SOURCE MATERIAL:
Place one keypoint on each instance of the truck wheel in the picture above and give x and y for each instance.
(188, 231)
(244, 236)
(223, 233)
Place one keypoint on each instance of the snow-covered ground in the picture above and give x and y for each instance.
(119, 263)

WHAT IS BEING ASKED:
Every single line in the records above must be written out exactly.

RESULT BELOW:
Place one keypoint on each instance of the truck wheel in the picture above and give x and y for each instance.
(188, 231)
(244, 236)
(223, 233)
Place one keypoint on each instance of the snow-covered ground in the picture above and give x and y for each instance.
(119, 263)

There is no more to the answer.